* **TEXT EXTRACT**:
GM and Chrysler on the brink?

Continued from page 1

Investors and vendors to the automakers believe bankruptcy proceedings for one of the Big Three are as likely as not, judging by a range of financial indicators. GM and Ford bonds trade between 20 to 40 cents on the dollar. Investors have valued $9 billion worth of Chrysler debt at about $3.4 billion. On Thursday, Daimler, which owns 19.9% of Chrysler, wrote its investment in the automaker down to zero.

The GM-Chrysler plan would effectively scrap large parts of 83-year-old Chrysler. Even people involved in the deal concede a tie-up would be risky because consolidation would have to take place quickly.

In a merged company, GM would take the driver's seat in product-development activities, say several people involved in the talks. It would retool several existing Chrysler products to base them on GM-designed vehicles, or kill some products outright, these people said.

GM is expected to save Chrysler's popular minivans and Jeeps. GM could also sell certain vehicle lines, such as the profitable Dodge Ram, to an auto maker seeking entry into the U.S. light-truck market.

The human toll of such a move could be high. The companies would slash duplicated functions from engineering to marketing. One internal estimate predicts at least 40,000 jobs could be cut from the roughly 166,000 people employed by the two companies in the U.S., Canada and Mexico.

* **RECORD EXCERPTS**:

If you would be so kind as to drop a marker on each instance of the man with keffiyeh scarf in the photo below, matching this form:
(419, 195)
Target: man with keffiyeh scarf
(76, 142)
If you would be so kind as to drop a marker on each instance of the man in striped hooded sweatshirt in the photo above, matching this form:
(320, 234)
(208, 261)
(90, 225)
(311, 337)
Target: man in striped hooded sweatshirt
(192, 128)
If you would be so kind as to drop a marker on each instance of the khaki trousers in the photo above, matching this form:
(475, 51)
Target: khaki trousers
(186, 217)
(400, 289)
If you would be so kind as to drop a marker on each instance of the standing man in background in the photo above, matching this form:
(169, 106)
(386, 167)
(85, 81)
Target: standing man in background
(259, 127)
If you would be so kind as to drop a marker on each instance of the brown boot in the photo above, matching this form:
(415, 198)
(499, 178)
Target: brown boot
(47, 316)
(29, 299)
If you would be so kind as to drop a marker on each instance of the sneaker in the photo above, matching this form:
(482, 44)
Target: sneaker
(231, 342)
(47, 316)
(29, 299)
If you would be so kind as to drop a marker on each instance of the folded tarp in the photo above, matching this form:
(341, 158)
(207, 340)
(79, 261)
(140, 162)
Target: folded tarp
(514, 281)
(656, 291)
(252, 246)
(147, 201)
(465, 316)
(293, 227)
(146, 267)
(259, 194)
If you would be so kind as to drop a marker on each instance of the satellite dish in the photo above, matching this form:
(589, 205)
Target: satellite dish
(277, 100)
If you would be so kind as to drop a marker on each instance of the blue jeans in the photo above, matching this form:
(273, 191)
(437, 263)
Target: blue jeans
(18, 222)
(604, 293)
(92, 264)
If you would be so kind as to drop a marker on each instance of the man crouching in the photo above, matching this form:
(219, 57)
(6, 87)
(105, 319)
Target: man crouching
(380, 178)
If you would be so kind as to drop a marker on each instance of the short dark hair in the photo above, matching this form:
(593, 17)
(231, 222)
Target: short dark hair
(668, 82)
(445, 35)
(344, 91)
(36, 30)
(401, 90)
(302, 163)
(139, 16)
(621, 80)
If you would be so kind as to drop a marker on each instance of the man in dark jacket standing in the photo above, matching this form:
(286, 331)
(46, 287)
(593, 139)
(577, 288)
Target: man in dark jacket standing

* **TO-DO LIST**:
1 – In the GM and Chrysler excerpt, what share of Chrysler does Daimler own?
2 – Quote the GM and Chrysler excerpt, starting at "Investors and vendors" and ending at "these people said.".

* **TASK RESPONSES**:
1 – 19.9%

2 –
Investors and vendors to the automakers believe bankruptcy proceedings for one of the Big Three are as likely as not, judging by a range of financial indicators. GM and Ford bonds trade between 20 to 40 cents on the dollar. Investors have valued $9 billion worth of Chrysler debt at about $3.4 billion. On Thursday, Daimler, which owns 19.9% of Chrysler, wrote its investment in the automaker down to zero.

The GM-Chrysler plan would effectively scrap large parts of 83-year-old Chrysler. Even people involved in the deal concede a tie-up would be risky because consolidation would have to take place quickly.

In a merged company, GM would take the driver's seat in product-development activities, say several people involved in the talks. It would retool several existing Chrysler products to base them on GM-designed vehicles, or kill some products outright, these people said.